[Records for processing]
+ + + + +
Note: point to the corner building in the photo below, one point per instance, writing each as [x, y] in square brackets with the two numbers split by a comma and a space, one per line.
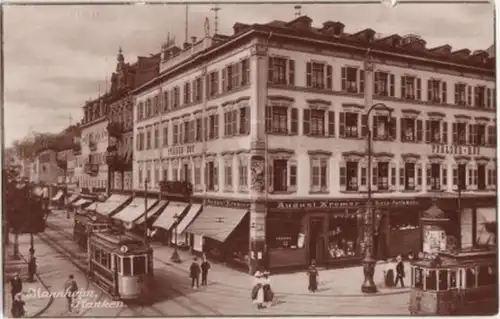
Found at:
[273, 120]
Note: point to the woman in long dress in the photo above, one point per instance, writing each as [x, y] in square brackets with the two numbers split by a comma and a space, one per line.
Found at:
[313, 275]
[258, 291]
+ + + + +
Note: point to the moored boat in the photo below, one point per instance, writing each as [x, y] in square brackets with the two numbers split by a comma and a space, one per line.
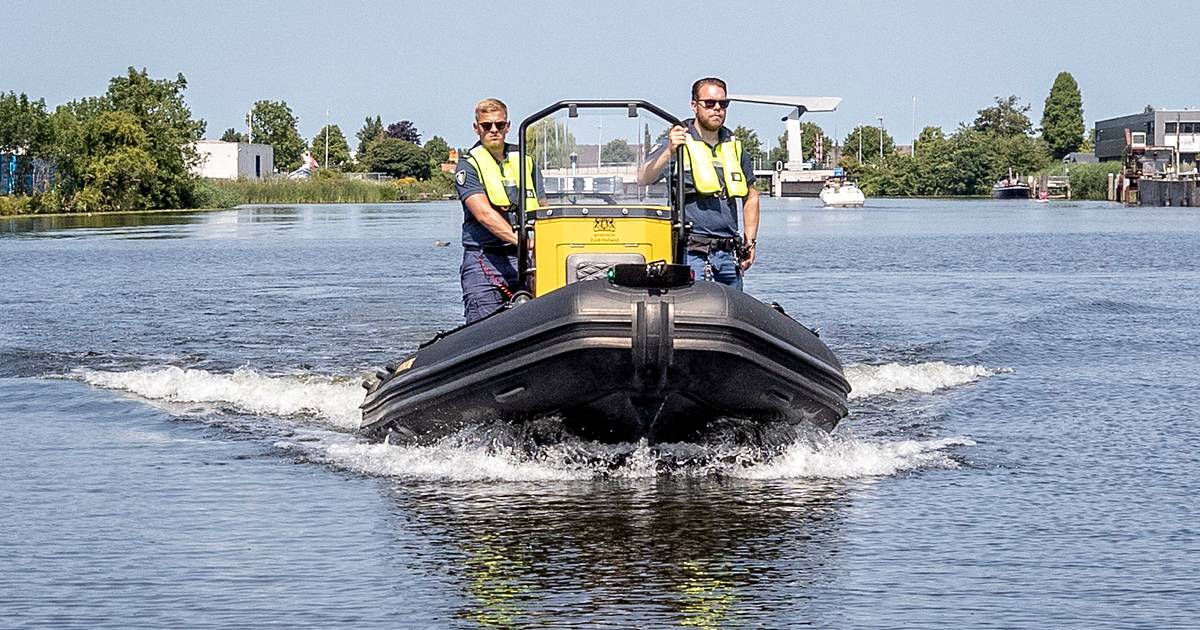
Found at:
+ + + + +
[Directions for this task] Report every line in the listing above that contains the string "brackets". Case counts.

[Exercise response]
Note: point to the corner building in the photo below, one point per instance, writing each as [x, y] in square brackets with the two numbers split by a comma and a space, one per line.
Note: point to the woman in long dress in the photo above, one point per instance, writing each as [x, y] in square brackets with the two numbers split by a comma and a space, one per line.
Note: point to the moored boat in the photo below, one point per instance, writing each as [x, y] in square brackets with the two numbers split by a comma and a space, one per line.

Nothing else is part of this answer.